Region pointing data:
- Opening Delimiter -
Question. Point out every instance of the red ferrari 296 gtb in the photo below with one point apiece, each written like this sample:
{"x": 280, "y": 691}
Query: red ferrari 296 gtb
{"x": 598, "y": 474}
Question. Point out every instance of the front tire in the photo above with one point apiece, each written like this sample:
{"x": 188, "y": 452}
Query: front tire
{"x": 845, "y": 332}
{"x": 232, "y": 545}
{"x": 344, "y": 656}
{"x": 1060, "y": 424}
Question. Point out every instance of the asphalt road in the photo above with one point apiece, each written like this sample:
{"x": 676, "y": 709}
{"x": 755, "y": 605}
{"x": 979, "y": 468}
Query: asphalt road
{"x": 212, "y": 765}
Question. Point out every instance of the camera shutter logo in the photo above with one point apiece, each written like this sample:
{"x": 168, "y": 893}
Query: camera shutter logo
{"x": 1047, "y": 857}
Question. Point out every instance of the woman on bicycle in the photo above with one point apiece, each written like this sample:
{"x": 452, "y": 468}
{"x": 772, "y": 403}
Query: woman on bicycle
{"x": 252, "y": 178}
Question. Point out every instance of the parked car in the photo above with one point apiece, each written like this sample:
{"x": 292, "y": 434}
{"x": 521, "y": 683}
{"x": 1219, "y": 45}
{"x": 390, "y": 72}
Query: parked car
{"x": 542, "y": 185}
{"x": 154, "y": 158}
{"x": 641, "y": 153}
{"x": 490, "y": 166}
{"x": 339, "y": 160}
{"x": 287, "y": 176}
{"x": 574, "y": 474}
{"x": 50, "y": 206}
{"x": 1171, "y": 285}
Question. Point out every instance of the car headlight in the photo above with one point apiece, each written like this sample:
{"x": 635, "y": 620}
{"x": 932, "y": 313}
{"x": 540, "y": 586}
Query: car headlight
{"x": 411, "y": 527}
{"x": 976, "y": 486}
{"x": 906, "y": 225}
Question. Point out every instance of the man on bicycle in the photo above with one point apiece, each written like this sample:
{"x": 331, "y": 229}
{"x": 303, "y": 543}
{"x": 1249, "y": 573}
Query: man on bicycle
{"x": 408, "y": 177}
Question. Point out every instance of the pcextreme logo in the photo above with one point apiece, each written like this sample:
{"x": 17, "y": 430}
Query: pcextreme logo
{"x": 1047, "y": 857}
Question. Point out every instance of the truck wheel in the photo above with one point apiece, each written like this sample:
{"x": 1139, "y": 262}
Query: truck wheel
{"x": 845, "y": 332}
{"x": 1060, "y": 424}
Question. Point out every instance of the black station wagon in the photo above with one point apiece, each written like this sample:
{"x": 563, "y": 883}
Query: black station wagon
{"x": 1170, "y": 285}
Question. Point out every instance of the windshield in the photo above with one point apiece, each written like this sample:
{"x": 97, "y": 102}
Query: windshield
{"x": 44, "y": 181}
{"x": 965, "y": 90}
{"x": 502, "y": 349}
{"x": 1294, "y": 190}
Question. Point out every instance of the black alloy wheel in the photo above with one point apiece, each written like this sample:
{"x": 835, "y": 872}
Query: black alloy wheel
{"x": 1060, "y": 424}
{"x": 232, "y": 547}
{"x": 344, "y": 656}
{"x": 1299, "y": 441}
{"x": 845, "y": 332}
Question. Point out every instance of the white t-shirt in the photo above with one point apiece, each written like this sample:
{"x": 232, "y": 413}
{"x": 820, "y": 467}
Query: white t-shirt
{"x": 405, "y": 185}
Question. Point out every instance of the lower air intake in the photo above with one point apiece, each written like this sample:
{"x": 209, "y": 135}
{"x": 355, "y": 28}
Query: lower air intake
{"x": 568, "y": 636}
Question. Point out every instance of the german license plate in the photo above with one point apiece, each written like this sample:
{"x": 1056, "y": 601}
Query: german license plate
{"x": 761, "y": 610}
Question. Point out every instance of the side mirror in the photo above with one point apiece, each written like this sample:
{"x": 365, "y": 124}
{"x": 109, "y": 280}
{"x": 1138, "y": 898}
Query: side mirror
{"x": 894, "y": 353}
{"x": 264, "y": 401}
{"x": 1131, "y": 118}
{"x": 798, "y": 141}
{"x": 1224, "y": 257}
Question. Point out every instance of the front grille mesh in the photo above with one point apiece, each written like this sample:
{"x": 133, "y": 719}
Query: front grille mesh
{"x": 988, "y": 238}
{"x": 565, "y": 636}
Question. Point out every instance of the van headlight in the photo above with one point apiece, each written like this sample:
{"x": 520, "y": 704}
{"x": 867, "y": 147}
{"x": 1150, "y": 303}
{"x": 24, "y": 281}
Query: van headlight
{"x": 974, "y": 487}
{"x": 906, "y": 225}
- Closing Delimiter -
Directions for this task:
Repeat the data precisely, reproducing every entry.

Solution below:
Question. Point out every instance of the red ferrari 296 gtb in the photo below with one point apiece, each written like this sample:
{"x": 280, "y": 691}
Query: red ferrari 296 gtb
{"x": 598, "y": 474}
Question. Point out every instance of the front tire in the photo above with one point apiece, each written like this sample:
{"x": 188, "y": 452}
Query: front tire
{"x": 845, "y": 332}
{"x": 232, "y": 545}
{"x": 344, "y": 656}
{"x": 1060, "y": 424}
Question. Point out every instance of the asphalt road in the photo above with one point apiece, each written like this sample:
{"x": 676, "y": 709}
{"x": 755, "y": 605}
{"x": 979, "y": 468}
Query: asphalt road
{"x": 212, "y": 765}
Question. Point out every instance of the camera shutter logo in the photo above with one point apiece, each written like this sample:
{"x": 168, "y": 893}
Query: camera shutter logo
{"x": 1047, "y": 857}
Question. Point out every instance of the woman on bicycle in the photo above with one point apiece, each written like this sample:
{"x": 452, "y": 468}
{"x": 772, "y": 403}
Query: woman on bicycle
{"x": 252, "y": 178}
Question. Point out every instance of the parked car in the photo above with one point apiece, each written like this sample:
{"x": 292, "y": 434}
{"x": 521, "y": 683}
{"x": 1219, "y": 45}
{"x": 390, "y": 72}
Query: parked car
{"x": 542, "y": 185}
{"x": 154, "y": 158}
{"x": 641, "y": 153}
{"x": 490, "y": 166}
{"x": 339, "y": 160}
{"x": 287, "y": 176}
{"x": 574, "y": 474}
{"x": 50, "y": 206}
{"x": 1171, "y": 285}
Question. Point out every instance of the car headlight in the photo above with one point apiece, each written like this sample:
{"x": 635, "y": 620}
{"x": 932, "y": 313}
{"x": 540, "y": 586}
Query: car headlight
{"x": 411, "y": 527}
{"x": 976, "y": 486}
{"x": 906, "y": 225}
Question. Point out every instance of the man on bicycle in the photo above with one point apiece, each written like this sample:
{"x": 331, "y": 229}
{"x": 303, "y": 543}
{"x": 1249, "y": 573}
Query: man on bicycle
{"x": 408, "y": 177}
Question. Point out every instance of the pcextreme logo in the photo above with one point apiece, each written like this sample:
{"x": 17, "y": 430}
Query: pcextreme logo
{"x": 1047, "y": 857}
Question. Point out every instance of the truck wheel in the photo above with one point apiece, each written like this sample:
{"x": 1139, "y": 262}
Query: truck wheel
{"x": 845, "y": 332}
{"x": 1060, "y": 424}
Question. Point out every instance of the black station wagon in the photo above with one point apiece, each written like this sample:
{"x": 563, "y": 883}
Query: black station wagon
{"x": 1170, "y": 285}
Question. Point out every instance of the windshield in the photo above with one point apiece, each written like this sample:
{"x": 97, "y": 102}
Query: windshield
{"x": 44, "y": 181}
{"x": 965, "y": 90}
{"x": 502, "y": 349}
{"x": 1294, "y": 190}
Question. Point out every instance of the black alloy wheel in the photo above with one point apiece, each written like this sample:
{"x": 835, "y": 872}
Query: black alloy wheel
{"x": 1060, "y": 424}
{"x": 232, "y": 547}
{"x": 344, "y": 656}
{"x": 1299, "y": 441}
{"x": 845, "y": 332}
Question. Point out every instance of the white t-shirt in the photo above with one point apiece, each written like this sample:
{"x": 232, "y": 413}
{"x": 820, "y": 467}
Query: white t-shirt
{"x": 405, "y": 185}
Question. Point out every instance of the lower air intake in the photo above with one point apiece, each written like this sample:
{"x": 209, "y": 135}
{"x": 355, "y": 28}
Query: lower air intake
{"x": 568, "y": 636}
Question. Point out every instance of the german license plate in the photo above with one point apiece, each written like this sample:
{"x": 1056, "y": 601}
Query: german license plate
{"x": 761, "y": 610}
Question. Point out every instance of the side mirror in the photo above with one point apiece, each written like this sample:
{"x": 365, "y": 124}
{"x": 109, "y": 280}
{"x": 1138, "y": 898}
Query: side mirror
{"x": 894, "y": 353}
{"x": 264, "y": 401}
{"x": 1131, "y": 118}
{"x": 798, "y": 141}
{"x": 1224, "y": 257}
Question. Point out every instance of the front grille mesh in the photo above with one point apiece, each written like this sample:
{"x": 133, "y": 719}
Query: front grille mesh
{"x": 988, "y": 238}
{"x": 565, "y": 636}
Question. Point out every instance of the van headlight in the photo above with one point apiece, each written like this sample:
{"x": 520, "y": 704}
{"x": 867, "y": 147}
{"x": 1150, "y": 303}
{"x": 24, "y": 281}
Query: van headlight
{"x": 974, "y": 487}
{"x": 906, "y": 225}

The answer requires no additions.